-------- Provided records --------

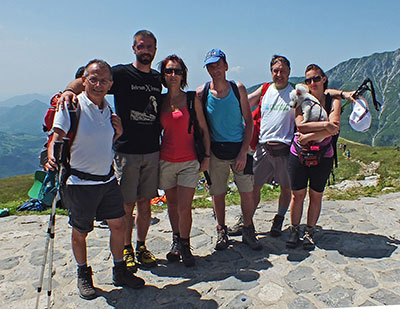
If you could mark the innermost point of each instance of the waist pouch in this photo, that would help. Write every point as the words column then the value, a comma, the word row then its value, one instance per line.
column 87, row 176
column 226, row 150
column 310, row 155
column 281, row 150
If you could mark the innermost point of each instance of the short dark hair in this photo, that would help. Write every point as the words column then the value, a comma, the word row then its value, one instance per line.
column 79, row 72
column 163, row 63
column 279, row 58
column 144, row 34
column 318, row 68
column 101, row 63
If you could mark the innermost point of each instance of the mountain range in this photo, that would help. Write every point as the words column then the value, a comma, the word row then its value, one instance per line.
column 21, row 136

--------

- Task statement: Every line from the one containing "of the short" to the close of the records must be reproduced exactly. Include both ends and nothing more.

- Answer to the problem:
If you could mark the innermost point of each instance of the short dark hair in this photo, that would help. Write every point as the words column then the value, a comma, the word row then its value, one instance per line.
column 79, row 72
column 163, row 63
column 279, row 58
column 144, row 34
column 318, row 68
column 101, row 63
If you could mark the innermost point of each instance of the mountain range in this photo, that would help. Write every point as the words column then the value, a comma, the word row then its value, one instance per line.
column 21, row 136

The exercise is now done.